**Data**
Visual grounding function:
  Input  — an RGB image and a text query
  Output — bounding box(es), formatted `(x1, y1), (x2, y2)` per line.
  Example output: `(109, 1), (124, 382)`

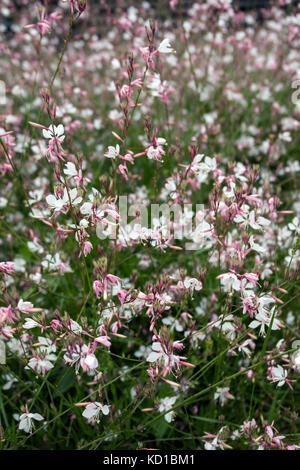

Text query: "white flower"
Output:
(147, 341), (165, 362)
(271, 366), (287, 387)
(233, 211), (271, 230)
(25, 357), (54, 375)
(214, 387), (234, 406)
(64, 162), (77, 178)
(183, 277), (202, 291)
(69, 320), (82, 334)
(288, 217), (300, 233)
(249, 309), (280, 336)
(158, 397), (176, 423)
(292, 340), (300, 371)
(80, 354), (98, 371)
(17, 299), (33, 313)
(249, 235), (266, 253)
(23, 318), (39, 330)
(157, 38), (175, 54)
(46, 188), (82, 212)
(104, 144), (120, 159)
(19, 413), (44, 433)
(43, 124), (65, 142)
(80, 202), (93, 215)
(82, 401), (109, 422)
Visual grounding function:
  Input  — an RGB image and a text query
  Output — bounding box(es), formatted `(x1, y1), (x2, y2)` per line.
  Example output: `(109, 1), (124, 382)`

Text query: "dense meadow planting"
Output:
(0, 0), (300, 450)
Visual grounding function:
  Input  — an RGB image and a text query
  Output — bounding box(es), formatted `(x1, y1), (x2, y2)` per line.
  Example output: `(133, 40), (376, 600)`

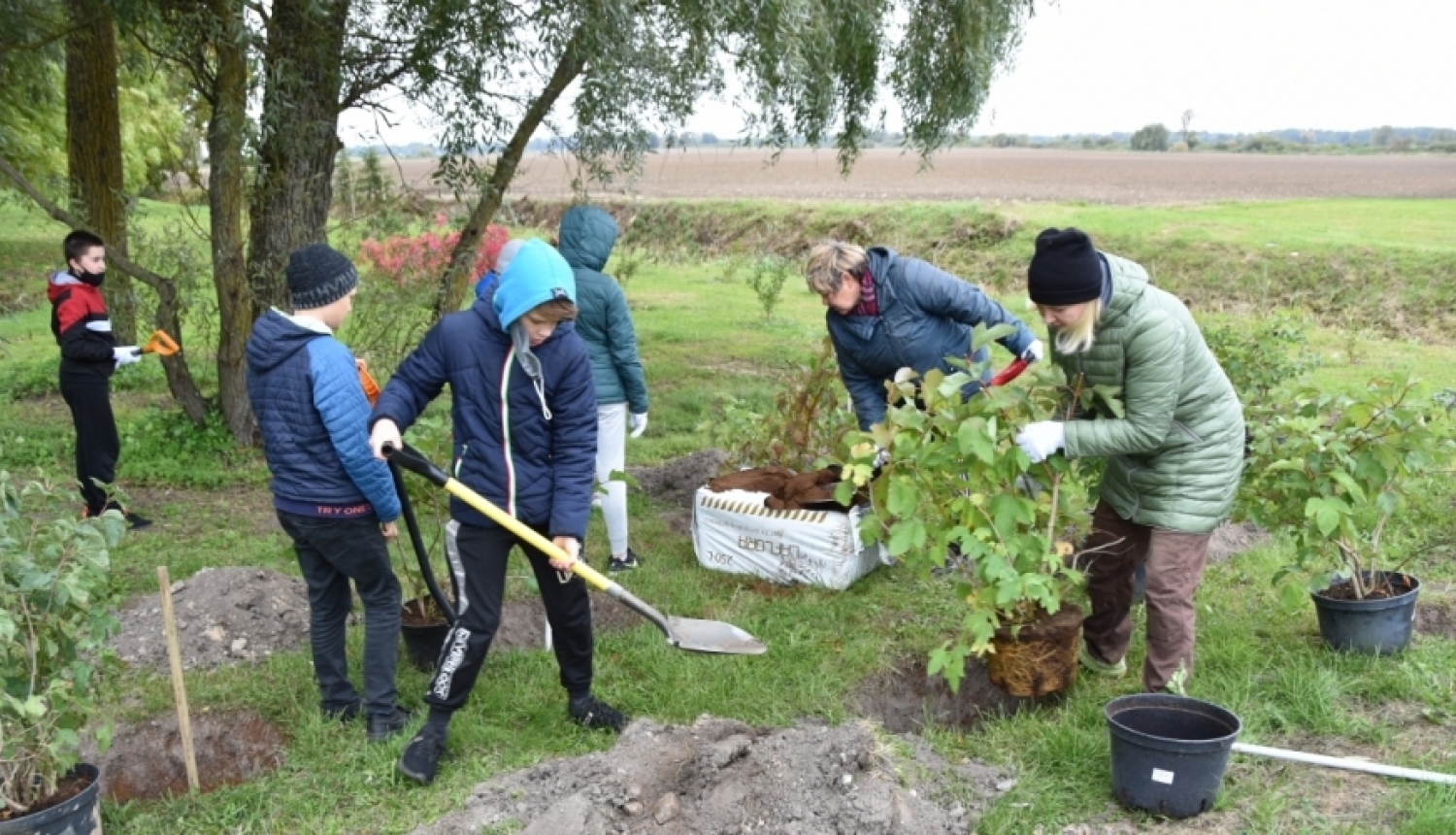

**Directions**
Reproduce every line of the entries above verbatim, omitting the pictures.

**Correct answer**
Visual grounding function:
  Input  — an RGB image and a text query
  Output — bounding box(es), formatted `(x1, y1), (x2, y2)` per line.
  Example output: `(109, 1), (124, 382)`


Text query: "white flower"
Output:
(147, 341), (165, 362)
(271, 366), (287, 387)
(233, 211), (271, 230)
(25, 357), (54, 375)
(214, 387), (234, 406)
(64, 162), (77, 178)
(183, 277), (202, 291)
(69, 320), (82, 334)
(288, 217), (300, 233)
(249, 309), (280, 336)
(158, 397), (176, 423)
(292, 340), (300, 371)
(80, 354), (98, 371)
(17, 299), (33, 313)
(249, 235), (266, 253)
(23, 318), (39, 330)
(157, 38), (175, 54)
(46, 188), (82, 212)
(104, 144), (120, 159)
(19, 413), (44, 433)
(43, 124), (65, 142)
(80, 202), (93, 215)
(82, 401), (109, 422)
Visual grounding function:
  Input  — an RGB image and a text query
  Output — bounding box(es), formatted `(x1, y1), (x2, y2)` per line.
  Example output: `(109, 1), (124, 382)`

Text query: "dense meadow planting"
Output:
(0, 0), (300, 450)
Visual grounding function:
  Input  — an RGB image and a text query
  Output — bounding box(es), formatted `(x1, y1), (x2, y2)` per line.
  Example output: `(133, 40), (376, 600)`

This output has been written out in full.